- _QUOTED PASSAGE_:
Specialization sets a firm
apart from competitors. For example, she notes that ambulatory-care experts at
Marshall Erdman offer a complete turnkey product, including in-house
fabrication of components. EDAW analyzes clients' land holdings to find value
in underutilized properties. BSW International specializes in providing
high-volume, repetitive designs for fast-growing clients such as
Wal-Mart.
"Only one thing really
matters to clients: They must reduce their risk and maximize their return. To
the extent that they can, they'll hire the best in whatever it is that they
perceive they need," Flynn-Heapes
says.
Most firms find that the types
of work in which they have the most expertise is, not surprisingly, their most
profitable, she observes.
By
sprinkling the book with illustrations from the industries, Flynn-Heapes
demonstrates that in many respects the business requirements of architecture
and engineering firms are no different that those in other fields. Veteran A/E
marketers will understand this, but it is easy for others in the field to lose
sight of.
Flynn-Heapes does not
believe that bigger is necessarily better. The obsession with size is
illustrated by one of the most frequent initial questions asked when attendees
at an industry meeting greet each other: "How big is your
firm?"
A recent informal poll
indicated that more than 60 percent of large firms have a net profit of less
than 10 percent, while returns for smaller, well-focused firms typically are in
the 20 percent range, she says.
In
addition to its provocative nature, Flynn-Heapes says she selected the title
Creating Wealth to challenge the A/E industry to think about a subject that
does not get the attention it
should.
One particularly insidious
consequence of this general failure emphasize long-term firm economic
viability, according to Flynn-Heapes, is that a high percentage of top
graduates of architecture and engineering firms are now opting for jobs in the
technology and entertainment fields.

- _SHORT EXERCISE_:
Answer from the book review:
1. What does BSW International specialize in?
2. According to the informal poll, what share of large firms have a net profit of less than 10 percent?
3. What greeting question does Flynn-Heapes cite to illustrate the industry's obsession with size?
The data that comes next is separate material with no connection to the book review.

- _LISTING_:
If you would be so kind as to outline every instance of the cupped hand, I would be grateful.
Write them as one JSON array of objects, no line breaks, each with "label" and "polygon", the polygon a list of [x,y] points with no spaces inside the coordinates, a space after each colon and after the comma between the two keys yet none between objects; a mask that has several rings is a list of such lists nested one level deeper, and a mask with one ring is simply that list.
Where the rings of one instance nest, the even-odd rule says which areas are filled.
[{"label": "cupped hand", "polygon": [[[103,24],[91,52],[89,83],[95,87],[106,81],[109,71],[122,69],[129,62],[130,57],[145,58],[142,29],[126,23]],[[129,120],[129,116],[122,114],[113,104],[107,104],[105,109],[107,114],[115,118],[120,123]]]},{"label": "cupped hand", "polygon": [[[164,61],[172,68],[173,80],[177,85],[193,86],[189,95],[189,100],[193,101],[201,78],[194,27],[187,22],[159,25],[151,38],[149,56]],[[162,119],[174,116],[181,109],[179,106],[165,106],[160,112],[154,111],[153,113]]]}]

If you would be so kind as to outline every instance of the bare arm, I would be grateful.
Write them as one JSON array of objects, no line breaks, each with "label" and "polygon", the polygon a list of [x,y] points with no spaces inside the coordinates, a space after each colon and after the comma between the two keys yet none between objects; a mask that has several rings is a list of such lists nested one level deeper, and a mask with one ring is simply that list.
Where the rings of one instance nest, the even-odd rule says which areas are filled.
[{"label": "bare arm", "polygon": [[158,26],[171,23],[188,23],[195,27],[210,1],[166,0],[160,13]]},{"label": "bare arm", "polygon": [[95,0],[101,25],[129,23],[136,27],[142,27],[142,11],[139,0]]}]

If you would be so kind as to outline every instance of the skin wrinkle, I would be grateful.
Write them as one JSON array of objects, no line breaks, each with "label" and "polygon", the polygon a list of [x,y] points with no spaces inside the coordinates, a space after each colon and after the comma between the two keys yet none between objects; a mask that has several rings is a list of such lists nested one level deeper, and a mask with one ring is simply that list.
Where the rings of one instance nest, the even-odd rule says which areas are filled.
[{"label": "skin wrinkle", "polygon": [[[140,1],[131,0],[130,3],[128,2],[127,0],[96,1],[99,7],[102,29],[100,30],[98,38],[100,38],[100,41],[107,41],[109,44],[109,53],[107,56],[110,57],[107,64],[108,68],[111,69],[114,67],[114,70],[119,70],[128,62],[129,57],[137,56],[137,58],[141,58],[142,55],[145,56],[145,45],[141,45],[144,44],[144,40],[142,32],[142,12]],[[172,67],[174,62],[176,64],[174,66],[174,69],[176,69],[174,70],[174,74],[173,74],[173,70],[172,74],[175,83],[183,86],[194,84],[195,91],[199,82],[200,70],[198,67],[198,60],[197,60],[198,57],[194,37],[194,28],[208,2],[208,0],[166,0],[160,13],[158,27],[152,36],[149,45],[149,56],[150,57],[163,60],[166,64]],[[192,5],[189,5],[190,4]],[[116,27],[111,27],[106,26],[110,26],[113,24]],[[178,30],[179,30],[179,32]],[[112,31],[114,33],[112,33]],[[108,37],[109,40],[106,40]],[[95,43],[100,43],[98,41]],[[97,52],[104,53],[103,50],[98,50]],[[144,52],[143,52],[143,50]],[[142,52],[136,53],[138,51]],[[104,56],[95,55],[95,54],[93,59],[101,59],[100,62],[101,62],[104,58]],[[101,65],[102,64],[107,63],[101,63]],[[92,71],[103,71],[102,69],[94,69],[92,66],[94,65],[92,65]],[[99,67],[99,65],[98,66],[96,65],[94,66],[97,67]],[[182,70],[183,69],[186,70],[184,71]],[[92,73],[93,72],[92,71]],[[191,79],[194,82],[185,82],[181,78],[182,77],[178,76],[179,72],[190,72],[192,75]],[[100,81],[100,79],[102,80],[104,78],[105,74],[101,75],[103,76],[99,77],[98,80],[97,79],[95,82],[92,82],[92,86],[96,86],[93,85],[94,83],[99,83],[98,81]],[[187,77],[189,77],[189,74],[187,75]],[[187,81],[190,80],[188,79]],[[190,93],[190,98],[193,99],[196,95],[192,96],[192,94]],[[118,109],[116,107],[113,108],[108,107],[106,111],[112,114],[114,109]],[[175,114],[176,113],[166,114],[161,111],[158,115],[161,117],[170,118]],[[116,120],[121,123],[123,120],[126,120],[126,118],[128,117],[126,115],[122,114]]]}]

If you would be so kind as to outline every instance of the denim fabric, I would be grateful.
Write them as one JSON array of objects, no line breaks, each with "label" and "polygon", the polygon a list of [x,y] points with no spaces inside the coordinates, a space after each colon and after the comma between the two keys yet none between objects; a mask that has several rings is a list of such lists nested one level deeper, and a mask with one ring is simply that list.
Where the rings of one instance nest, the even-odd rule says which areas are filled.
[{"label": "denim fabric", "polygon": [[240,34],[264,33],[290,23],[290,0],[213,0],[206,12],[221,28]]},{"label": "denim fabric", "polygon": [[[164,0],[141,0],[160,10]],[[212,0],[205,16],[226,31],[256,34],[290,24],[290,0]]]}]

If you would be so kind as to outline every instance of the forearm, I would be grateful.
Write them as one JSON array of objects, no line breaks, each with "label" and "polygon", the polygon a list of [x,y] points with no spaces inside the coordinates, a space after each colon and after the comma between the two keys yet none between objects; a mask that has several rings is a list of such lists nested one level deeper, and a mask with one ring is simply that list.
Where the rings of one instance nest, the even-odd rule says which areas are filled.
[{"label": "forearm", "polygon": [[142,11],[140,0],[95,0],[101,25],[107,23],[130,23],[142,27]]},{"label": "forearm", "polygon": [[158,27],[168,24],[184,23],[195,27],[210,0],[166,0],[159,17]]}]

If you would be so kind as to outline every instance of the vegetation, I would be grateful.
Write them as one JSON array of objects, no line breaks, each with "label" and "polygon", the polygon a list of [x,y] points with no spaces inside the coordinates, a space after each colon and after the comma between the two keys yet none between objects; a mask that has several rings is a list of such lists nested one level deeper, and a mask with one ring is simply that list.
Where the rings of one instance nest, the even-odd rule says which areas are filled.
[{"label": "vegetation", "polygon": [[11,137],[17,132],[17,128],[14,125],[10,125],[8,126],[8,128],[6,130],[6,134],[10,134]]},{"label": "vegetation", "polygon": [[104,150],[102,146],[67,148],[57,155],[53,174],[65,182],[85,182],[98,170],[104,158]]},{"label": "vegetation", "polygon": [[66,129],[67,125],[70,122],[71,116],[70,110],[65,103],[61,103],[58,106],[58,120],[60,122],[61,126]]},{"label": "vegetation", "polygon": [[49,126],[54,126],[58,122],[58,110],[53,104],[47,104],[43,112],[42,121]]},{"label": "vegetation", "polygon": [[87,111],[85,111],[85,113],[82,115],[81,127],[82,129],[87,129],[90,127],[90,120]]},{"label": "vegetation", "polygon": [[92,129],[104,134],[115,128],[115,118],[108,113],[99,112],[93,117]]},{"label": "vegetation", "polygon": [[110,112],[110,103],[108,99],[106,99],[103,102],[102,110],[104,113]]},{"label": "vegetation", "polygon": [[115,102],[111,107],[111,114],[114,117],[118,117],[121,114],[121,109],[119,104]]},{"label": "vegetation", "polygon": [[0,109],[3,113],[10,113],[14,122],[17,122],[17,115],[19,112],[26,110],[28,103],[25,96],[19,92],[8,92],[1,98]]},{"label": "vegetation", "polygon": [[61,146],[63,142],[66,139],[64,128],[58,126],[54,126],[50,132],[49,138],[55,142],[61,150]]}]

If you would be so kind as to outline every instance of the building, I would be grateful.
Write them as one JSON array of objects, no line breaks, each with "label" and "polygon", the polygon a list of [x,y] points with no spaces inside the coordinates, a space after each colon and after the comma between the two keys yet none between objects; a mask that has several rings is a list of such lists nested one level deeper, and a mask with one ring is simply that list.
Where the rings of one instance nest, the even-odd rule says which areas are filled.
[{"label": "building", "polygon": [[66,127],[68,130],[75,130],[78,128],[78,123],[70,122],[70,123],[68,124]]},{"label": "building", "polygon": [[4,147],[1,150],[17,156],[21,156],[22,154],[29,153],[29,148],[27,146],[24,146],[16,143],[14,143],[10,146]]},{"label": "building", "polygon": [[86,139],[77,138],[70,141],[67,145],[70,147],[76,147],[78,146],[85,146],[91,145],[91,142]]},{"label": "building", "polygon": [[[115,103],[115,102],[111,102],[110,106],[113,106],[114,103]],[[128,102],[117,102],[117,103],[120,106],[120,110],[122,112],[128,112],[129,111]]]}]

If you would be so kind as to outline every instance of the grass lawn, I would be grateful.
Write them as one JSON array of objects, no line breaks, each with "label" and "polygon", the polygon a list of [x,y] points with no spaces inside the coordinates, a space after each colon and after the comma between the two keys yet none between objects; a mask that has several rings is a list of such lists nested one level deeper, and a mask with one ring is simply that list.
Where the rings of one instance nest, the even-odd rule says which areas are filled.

- _SOLUTION FOR THIS PROBLEM_:
1. Providing high-volume, repetitive designs for fast-growing clients such as Wal-Mart.
2. More than 60 percent.
3. "How big is your firm?"